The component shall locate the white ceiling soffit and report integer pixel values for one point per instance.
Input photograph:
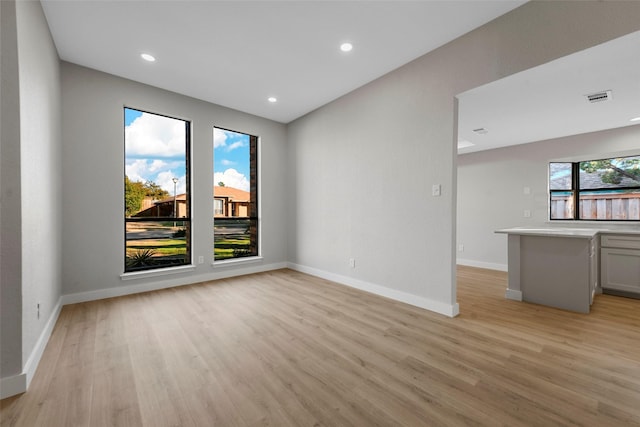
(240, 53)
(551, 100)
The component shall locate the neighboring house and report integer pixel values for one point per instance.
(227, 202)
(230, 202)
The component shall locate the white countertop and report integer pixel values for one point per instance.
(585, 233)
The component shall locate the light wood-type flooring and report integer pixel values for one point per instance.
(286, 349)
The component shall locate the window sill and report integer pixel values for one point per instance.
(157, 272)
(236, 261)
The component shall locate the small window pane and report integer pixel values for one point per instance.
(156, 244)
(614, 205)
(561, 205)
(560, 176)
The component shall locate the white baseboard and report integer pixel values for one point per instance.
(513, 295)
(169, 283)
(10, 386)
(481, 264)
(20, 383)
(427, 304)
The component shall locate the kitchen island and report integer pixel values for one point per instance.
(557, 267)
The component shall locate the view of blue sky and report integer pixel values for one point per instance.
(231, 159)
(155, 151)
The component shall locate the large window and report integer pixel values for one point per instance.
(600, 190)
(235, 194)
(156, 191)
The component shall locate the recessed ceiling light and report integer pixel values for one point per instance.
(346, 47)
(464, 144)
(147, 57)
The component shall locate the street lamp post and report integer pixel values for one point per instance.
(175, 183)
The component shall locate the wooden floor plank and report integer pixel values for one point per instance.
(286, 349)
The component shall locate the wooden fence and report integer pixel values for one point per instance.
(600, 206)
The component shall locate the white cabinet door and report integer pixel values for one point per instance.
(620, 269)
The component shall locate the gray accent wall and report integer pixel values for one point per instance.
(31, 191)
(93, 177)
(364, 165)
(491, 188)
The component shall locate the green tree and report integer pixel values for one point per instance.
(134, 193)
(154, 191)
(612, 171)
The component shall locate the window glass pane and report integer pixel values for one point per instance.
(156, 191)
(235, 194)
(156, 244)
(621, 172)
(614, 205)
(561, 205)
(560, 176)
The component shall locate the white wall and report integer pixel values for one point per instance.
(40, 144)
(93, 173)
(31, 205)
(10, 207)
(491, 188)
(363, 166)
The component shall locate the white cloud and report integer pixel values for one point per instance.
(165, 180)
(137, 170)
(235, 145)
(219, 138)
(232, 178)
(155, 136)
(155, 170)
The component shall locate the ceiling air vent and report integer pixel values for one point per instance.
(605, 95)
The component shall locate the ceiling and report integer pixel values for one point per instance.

####

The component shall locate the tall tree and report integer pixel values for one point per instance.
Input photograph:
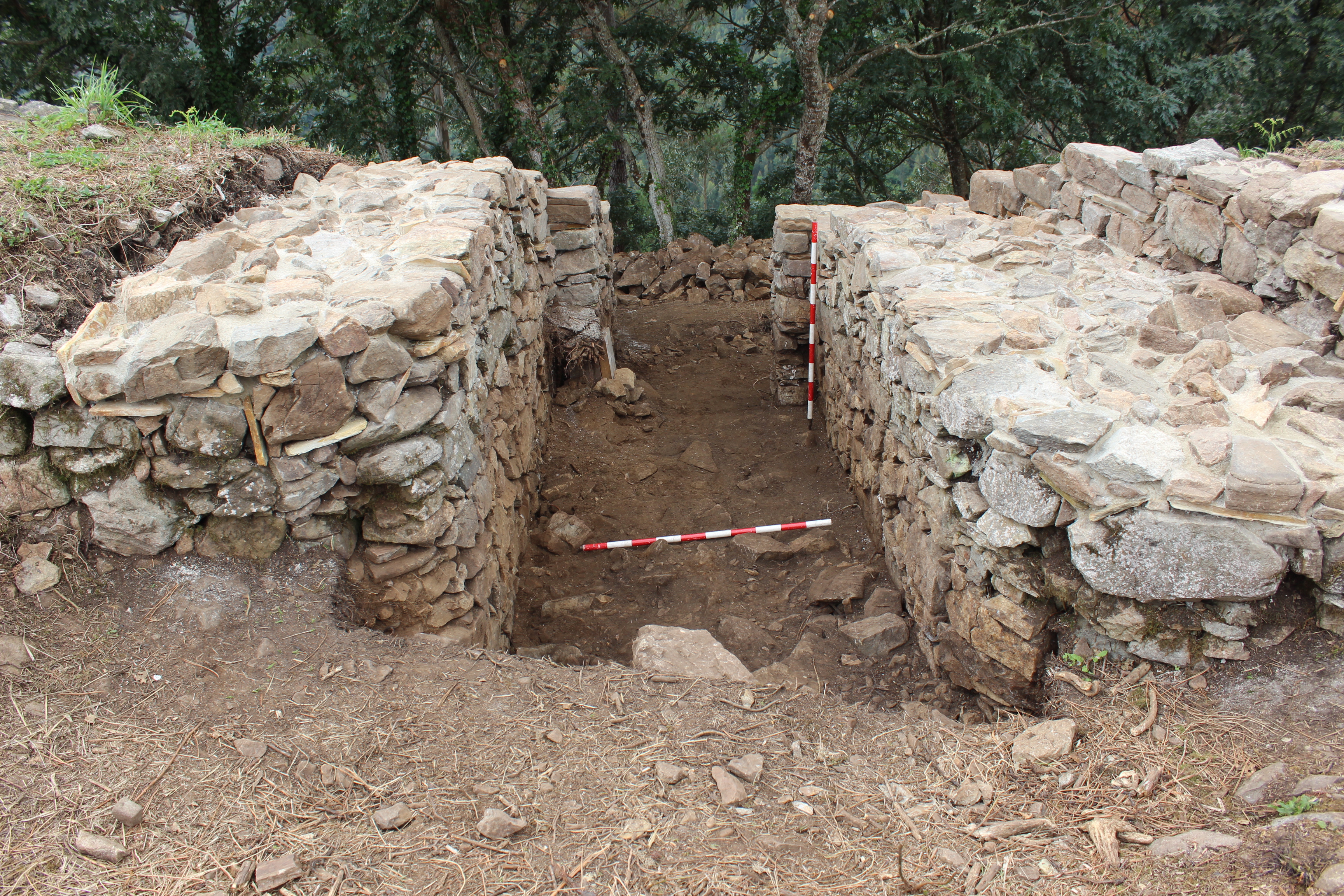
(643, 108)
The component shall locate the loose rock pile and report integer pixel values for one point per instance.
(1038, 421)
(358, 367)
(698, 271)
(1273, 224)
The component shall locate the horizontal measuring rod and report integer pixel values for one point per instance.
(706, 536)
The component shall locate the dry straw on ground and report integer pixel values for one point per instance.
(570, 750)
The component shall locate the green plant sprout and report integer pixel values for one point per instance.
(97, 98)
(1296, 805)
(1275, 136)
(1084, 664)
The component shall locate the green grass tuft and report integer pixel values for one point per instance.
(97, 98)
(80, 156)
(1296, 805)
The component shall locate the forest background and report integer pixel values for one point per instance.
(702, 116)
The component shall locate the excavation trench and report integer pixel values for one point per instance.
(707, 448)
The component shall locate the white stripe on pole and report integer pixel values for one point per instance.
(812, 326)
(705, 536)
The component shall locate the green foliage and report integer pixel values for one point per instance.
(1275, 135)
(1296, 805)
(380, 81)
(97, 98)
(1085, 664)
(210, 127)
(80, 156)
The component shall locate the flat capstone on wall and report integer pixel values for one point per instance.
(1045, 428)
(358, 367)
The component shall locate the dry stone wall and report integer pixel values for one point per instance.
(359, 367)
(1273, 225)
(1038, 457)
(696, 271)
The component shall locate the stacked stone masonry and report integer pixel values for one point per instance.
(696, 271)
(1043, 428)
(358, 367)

####

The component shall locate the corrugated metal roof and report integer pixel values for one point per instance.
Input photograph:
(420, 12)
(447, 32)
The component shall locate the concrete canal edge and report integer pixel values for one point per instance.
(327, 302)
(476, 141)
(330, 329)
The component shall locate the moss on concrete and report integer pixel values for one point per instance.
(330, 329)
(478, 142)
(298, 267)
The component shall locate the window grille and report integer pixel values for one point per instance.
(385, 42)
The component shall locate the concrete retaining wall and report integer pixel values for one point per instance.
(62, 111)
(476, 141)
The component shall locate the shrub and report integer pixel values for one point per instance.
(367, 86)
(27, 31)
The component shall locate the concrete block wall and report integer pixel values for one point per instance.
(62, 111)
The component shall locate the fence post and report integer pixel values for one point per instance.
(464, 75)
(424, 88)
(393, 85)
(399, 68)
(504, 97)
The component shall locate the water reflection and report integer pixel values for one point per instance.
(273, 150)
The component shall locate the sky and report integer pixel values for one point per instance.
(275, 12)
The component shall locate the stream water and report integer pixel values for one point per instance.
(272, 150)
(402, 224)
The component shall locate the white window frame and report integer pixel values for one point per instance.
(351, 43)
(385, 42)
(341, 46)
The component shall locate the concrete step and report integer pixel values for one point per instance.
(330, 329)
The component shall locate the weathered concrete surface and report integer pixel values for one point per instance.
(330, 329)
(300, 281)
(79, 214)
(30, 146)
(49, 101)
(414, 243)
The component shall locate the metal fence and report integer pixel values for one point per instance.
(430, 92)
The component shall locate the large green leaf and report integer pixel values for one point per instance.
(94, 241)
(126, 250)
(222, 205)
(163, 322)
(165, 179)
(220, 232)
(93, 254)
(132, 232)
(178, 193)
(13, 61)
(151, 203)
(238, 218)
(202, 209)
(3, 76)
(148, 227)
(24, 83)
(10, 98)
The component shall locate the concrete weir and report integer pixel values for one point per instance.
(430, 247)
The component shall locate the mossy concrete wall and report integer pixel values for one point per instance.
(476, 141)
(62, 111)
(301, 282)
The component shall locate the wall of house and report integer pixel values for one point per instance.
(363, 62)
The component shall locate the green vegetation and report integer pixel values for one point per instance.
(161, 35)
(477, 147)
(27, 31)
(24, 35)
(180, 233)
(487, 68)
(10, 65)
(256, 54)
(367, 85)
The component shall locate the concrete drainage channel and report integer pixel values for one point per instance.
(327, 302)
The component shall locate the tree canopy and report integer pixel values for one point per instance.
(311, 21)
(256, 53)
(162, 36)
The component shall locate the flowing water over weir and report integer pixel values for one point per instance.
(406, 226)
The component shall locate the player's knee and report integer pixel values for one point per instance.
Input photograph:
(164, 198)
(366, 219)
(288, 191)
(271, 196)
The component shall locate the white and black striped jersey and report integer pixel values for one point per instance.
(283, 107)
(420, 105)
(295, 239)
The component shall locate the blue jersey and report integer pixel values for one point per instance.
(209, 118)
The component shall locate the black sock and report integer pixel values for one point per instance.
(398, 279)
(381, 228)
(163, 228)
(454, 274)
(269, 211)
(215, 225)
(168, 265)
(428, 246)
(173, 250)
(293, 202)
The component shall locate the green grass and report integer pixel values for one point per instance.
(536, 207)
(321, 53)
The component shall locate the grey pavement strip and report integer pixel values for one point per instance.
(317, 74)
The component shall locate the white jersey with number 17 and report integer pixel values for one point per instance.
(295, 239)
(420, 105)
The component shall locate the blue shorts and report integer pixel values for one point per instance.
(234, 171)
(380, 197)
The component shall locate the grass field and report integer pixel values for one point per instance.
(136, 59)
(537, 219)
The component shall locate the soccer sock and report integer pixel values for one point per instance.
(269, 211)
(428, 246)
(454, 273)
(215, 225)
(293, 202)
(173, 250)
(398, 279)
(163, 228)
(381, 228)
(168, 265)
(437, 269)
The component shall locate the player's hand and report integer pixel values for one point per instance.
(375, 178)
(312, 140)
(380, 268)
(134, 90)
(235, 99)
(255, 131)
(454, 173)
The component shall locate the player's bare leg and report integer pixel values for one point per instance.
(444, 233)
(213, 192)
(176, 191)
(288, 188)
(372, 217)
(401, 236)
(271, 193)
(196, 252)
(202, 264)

####

Activity: The response should hold exactly the lines starting at the line with "The component shall locate the white cloud" and ending at the line with "The component shall locate the ceiling and", and no other line of the material above.

Output of the task:
The component shall locate the white cloud and report integer pixel values for one point per instance.
(165, 180)
(137, 170)
(235, 145)
(219, 138)
(232, 178)
(155, 136)
(155, 170)
The component shall locate the ceiling air vent and report integer pixel values for one point per instance.
(605, 95)
The component shall locate the ceiling and report integer pixel values for one point per instance.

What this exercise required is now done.